OBJECTIVE:
From the data below, gather every line containing the string "bbox", matching case exactly.

INPUT MATERIAL:
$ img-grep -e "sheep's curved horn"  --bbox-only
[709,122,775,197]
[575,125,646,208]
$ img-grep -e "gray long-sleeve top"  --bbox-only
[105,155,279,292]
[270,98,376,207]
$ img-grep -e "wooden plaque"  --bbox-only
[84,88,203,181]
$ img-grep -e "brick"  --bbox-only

==

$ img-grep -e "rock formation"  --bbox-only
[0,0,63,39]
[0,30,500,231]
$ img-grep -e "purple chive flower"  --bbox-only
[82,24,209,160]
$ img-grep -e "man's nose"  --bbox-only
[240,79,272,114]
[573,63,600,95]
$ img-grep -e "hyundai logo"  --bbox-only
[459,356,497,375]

RESULT OF THE EXERCISE:
$ img-grep -e "sheep's curved horn"  --bbox-only
$ img-grep -e "gray long-sleeve top"  --bbox-only
$ img-grep -e "wooden plaque"  --bbox-only
$ img-grep -e "brick"  --bbox-only
$ img-grep -e "rock formation"  --bbox-only
$ img-grep -e "purple chive flower"  --bbox-only
$ img-grep -e "man's nose"  --bbox-only
$ img-grep -e "hyundai logo"  --bbox-only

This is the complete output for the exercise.